**PROBLEMS TO SOLVE:**
(1) In the terms excerpt, reproduce the portion from "1. SEC and the" up to and including "data protection officer.", substituting "staff members" for "employees".
(2) According to the terms excerpt, where is the place of fulfilment?
(3) List every numbered section heading in the terms excerpt.
=== SOURCE PASSAGE ===
Should any provision of these General Terms and Conditions or of an agreement concluded on the basis thereof be or become invalid, the validity of the remaining provisions will remain unaffected. In such cases the parties to the agreement are obliged to cooperate on drawing up a provision that will ensure a legally effective outcome that comes closest to the invalid provision.

§ 10 Applicable Law

All agreements concluded in accordance with these General Terms and Conditions are subject to the laws of the Federal Republic of Germany with the exclusion of UN trade law (CISG United Nations Convention on Contracts for International Sale of Goods dated 11 April 1980).

§ 11 Place of Fulfilment and Jurisdiction

  1. The place of fulfilment is SEC's place of business in Irschenberg.
  2. The exclusive place of jurisdiction for any disputes arising from the contractual relationship is the local court responsible for SEC's place of business provided the Client is a commercial businessperson in terms of the German Commercial Code (HGB), a legal person governed by public law or separate estate under public law or has no place of business or domicile in the Federal Republic of Germany when legal action is taken.

§ 12 Data Protection

  1. SEC and the Client mutually undertake to observe the legal provisions governing data protection when performing the agreement and to extend this duty to observe these provisions to their employees. Both parties mutually undertake to provide evidence for compliance with this obligation on request and in the legally stipulated form to the other contractual party's data protection officer.
  2. All personal details supplied by the Client are given on a voluntary basis. However, by providing telephone and or fax number and email address, the Client consents to SEC being allowed to inform him/her of its consultancy services by this means. SEC may use all the Client's personal details for marketing purposes, in order to conduct internal market research and to inform the Client about products and services. Should the client not agree to this, he/she must submit an objection in writing.
=== SUPPLIED MATERIAL ===
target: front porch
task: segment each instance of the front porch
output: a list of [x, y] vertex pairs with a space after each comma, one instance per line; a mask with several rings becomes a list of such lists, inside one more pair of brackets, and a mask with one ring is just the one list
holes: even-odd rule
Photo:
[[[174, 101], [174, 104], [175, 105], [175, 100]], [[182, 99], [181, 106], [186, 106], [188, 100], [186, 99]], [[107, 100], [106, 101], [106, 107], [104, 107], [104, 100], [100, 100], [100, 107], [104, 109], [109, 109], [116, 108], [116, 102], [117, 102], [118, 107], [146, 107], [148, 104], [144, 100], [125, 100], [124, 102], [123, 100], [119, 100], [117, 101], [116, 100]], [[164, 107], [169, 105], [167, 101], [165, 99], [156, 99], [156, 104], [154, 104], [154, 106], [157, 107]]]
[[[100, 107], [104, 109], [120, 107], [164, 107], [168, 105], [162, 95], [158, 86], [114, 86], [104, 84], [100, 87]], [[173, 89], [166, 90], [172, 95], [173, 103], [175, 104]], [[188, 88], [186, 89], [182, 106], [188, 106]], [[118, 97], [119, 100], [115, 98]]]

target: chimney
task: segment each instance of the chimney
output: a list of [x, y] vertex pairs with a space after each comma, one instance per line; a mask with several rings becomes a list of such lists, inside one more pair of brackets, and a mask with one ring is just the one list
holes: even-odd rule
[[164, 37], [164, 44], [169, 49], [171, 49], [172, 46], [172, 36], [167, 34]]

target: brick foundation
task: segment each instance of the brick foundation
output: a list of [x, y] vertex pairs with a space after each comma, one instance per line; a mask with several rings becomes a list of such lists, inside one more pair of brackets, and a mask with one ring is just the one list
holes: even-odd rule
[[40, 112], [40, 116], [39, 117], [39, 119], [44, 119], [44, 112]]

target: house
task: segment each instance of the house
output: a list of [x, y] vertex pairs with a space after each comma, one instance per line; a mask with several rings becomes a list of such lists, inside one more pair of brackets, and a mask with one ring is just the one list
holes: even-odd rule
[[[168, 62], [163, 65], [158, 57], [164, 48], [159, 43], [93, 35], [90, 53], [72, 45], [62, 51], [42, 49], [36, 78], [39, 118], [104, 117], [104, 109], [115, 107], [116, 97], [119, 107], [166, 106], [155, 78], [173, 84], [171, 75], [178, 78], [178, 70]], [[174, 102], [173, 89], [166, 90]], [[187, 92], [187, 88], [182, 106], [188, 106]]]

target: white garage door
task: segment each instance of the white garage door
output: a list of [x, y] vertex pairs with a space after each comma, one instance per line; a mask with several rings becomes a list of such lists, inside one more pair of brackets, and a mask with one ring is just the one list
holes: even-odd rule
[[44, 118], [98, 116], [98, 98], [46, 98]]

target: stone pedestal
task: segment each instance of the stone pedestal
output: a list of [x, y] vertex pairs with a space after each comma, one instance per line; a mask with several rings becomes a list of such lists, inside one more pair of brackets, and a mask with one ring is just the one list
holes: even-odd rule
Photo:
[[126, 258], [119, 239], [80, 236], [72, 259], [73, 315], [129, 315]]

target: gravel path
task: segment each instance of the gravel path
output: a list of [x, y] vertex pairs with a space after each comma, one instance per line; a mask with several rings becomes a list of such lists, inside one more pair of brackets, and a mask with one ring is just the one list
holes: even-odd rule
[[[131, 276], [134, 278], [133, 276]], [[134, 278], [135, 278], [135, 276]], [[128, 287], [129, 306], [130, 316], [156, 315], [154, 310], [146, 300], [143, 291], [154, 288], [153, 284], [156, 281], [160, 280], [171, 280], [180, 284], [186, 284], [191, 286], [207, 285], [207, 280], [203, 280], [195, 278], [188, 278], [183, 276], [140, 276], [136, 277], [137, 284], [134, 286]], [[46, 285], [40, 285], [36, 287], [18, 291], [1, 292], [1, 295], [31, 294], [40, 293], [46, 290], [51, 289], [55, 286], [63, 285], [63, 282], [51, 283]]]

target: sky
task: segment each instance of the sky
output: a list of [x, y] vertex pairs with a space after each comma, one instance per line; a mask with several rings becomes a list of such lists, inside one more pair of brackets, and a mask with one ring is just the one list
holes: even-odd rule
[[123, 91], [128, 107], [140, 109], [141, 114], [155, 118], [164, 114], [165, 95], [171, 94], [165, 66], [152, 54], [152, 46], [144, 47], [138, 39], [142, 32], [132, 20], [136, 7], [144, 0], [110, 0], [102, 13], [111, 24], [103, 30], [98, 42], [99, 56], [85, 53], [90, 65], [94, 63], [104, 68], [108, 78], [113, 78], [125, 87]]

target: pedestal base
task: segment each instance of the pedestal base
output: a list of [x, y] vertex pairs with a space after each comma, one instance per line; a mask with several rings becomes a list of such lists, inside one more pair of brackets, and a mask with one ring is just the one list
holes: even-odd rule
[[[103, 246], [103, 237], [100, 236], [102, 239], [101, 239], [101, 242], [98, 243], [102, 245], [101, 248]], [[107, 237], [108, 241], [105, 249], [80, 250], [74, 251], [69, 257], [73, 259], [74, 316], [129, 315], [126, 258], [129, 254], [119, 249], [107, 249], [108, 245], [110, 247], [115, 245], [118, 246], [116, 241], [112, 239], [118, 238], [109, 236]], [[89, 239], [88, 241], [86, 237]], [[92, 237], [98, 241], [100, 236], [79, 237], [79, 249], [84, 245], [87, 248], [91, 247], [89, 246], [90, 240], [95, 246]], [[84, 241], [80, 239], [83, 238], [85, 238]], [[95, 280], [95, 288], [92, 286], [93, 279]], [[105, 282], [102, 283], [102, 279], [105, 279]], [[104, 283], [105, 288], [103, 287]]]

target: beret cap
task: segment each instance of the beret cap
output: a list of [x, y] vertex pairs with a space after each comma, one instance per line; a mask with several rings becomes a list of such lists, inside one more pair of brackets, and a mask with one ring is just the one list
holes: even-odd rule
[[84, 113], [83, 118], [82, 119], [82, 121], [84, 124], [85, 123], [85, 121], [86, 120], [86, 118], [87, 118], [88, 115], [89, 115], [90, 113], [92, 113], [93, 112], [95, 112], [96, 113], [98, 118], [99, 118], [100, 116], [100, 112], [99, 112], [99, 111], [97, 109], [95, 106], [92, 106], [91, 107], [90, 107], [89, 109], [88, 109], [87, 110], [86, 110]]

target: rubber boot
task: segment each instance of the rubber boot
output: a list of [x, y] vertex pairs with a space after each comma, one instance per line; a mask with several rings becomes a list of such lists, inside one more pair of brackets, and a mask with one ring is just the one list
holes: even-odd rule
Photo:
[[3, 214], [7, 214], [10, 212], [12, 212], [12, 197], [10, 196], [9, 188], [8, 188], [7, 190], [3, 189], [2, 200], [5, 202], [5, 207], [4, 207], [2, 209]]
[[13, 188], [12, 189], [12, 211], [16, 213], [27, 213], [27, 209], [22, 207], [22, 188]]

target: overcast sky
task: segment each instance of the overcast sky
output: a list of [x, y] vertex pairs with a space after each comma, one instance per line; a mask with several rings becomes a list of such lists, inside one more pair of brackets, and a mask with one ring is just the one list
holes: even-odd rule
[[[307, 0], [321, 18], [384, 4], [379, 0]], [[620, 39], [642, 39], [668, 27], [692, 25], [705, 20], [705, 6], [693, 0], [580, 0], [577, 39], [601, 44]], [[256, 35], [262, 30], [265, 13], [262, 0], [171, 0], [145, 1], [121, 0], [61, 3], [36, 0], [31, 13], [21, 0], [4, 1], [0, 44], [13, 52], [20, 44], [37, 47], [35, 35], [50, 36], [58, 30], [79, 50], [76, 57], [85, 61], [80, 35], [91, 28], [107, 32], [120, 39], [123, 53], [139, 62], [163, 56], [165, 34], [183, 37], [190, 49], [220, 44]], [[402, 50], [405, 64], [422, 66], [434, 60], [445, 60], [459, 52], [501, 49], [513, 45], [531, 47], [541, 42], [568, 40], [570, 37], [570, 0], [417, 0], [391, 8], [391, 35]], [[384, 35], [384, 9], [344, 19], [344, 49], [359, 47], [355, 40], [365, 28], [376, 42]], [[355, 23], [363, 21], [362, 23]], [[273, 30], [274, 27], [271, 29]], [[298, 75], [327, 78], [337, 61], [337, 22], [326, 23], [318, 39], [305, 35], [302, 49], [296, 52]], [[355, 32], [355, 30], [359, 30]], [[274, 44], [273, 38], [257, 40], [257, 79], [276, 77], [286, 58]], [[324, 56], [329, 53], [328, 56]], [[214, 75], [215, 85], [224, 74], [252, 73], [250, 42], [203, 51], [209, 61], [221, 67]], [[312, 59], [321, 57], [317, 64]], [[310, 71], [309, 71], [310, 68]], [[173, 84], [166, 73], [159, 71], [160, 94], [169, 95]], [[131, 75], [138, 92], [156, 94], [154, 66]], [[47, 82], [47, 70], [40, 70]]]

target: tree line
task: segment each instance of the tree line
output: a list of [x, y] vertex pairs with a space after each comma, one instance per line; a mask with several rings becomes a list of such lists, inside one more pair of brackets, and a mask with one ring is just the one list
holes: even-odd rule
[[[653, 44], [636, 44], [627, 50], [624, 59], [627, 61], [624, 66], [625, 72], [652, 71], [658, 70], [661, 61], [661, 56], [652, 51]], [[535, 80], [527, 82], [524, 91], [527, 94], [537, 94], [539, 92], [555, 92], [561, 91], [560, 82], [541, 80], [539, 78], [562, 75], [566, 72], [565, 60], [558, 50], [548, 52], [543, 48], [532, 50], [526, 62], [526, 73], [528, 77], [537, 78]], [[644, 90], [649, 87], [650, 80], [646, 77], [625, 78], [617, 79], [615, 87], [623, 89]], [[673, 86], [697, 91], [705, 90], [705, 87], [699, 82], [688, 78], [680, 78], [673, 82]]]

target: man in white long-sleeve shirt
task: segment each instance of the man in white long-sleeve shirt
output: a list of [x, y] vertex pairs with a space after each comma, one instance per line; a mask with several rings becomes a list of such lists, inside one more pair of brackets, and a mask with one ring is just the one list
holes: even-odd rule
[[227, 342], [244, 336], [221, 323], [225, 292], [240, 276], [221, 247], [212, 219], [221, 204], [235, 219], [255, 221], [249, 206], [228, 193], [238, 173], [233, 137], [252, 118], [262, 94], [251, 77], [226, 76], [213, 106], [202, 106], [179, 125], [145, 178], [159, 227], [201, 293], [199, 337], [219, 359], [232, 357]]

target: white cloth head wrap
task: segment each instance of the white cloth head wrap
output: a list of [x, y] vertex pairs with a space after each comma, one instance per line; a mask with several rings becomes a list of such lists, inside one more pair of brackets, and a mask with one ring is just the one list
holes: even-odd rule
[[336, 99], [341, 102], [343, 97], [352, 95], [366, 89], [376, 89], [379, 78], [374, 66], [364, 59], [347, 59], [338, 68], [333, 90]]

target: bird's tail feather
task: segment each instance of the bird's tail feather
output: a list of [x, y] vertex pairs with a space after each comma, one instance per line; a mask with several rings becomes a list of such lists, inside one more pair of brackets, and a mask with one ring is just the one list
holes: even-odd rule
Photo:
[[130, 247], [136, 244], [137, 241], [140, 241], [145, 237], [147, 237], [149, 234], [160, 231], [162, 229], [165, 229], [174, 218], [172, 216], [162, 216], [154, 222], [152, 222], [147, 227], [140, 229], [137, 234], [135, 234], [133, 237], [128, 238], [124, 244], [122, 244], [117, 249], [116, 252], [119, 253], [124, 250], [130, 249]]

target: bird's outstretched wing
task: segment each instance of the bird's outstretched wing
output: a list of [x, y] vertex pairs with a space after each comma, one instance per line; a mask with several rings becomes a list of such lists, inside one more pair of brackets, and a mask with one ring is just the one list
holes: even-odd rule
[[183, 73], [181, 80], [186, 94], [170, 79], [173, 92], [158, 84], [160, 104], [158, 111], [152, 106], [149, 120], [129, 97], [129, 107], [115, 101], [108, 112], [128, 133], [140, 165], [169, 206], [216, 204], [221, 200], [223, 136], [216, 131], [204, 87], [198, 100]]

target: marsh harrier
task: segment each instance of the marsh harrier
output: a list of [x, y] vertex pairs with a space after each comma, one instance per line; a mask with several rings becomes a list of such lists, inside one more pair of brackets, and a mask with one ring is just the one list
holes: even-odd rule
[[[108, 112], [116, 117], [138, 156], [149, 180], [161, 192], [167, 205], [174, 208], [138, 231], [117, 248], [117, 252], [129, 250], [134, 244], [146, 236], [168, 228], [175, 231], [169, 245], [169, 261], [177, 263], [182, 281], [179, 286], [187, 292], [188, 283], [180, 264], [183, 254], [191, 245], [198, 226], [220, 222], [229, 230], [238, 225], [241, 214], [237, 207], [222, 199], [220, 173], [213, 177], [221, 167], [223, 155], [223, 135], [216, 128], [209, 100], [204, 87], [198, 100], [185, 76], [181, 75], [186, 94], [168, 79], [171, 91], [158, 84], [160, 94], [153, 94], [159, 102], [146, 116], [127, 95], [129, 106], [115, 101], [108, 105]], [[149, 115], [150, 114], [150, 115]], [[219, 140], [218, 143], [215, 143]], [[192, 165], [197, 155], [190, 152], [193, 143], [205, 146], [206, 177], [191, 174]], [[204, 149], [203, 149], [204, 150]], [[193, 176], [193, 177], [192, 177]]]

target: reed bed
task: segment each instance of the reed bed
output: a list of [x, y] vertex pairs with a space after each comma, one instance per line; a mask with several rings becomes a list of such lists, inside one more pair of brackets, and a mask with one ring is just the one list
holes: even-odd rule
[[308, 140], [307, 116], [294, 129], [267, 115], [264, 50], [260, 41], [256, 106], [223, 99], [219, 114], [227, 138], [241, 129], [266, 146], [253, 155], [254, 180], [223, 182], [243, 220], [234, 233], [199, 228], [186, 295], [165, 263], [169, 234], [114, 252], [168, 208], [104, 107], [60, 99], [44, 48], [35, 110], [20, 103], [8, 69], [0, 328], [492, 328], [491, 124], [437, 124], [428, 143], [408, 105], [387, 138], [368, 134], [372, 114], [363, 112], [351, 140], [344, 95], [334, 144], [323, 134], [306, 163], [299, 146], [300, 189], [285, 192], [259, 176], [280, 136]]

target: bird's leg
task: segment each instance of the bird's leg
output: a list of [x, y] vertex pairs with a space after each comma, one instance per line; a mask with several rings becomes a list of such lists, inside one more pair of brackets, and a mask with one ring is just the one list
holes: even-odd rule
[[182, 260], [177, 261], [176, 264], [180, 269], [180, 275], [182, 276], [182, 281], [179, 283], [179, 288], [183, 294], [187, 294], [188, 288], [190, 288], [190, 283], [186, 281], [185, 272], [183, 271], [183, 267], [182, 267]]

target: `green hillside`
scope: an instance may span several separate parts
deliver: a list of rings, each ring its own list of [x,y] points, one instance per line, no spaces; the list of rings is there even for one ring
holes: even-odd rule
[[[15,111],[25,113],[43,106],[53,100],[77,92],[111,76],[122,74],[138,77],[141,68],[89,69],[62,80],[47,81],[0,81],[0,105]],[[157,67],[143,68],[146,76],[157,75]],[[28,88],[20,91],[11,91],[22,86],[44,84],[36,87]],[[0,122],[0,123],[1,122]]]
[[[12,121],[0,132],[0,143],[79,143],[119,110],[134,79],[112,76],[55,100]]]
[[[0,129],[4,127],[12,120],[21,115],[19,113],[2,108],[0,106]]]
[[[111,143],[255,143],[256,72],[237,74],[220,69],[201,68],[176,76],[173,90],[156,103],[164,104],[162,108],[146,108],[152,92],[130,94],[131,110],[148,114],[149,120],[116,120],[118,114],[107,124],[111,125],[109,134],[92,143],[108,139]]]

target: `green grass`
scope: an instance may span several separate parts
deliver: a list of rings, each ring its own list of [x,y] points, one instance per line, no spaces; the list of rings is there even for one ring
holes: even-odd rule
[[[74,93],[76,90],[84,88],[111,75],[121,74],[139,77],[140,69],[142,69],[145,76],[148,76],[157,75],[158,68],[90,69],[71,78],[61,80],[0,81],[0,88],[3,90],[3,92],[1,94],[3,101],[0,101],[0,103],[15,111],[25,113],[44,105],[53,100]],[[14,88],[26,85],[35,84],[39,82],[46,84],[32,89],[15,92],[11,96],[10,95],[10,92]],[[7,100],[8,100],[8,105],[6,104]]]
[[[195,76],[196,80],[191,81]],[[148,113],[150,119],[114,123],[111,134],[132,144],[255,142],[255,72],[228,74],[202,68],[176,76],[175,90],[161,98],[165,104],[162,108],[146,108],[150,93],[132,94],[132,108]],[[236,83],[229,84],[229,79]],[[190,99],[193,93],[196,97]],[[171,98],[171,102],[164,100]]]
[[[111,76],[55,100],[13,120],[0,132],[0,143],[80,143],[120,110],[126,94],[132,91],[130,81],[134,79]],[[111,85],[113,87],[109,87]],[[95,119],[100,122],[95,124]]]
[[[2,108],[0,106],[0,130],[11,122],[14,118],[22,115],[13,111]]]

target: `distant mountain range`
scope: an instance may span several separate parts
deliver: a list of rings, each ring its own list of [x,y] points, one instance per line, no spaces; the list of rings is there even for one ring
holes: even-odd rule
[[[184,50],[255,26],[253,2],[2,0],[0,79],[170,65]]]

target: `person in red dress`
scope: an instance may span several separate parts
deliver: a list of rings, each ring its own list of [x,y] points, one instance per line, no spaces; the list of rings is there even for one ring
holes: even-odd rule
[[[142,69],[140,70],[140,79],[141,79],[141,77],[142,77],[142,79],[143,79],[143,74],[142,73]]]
===
**SOLUTION LIST:**
(1)
1. SEC and the Client mutually undertake to observe the legal provisions governing data protection when performing the agreement and to extend this duty to observe these provisions to their staff members. Both parties mutually undertake to provide evidence for compliance with this obligation on request and in the legally stipulated form to the other contractual party's data protection officer.

(2) SEC's place of business in Irschenberg.

(3)
§ 10 Applicable Law
§ 11 Place of Fulfilment and Jurisdiction
§ 12 Data Protection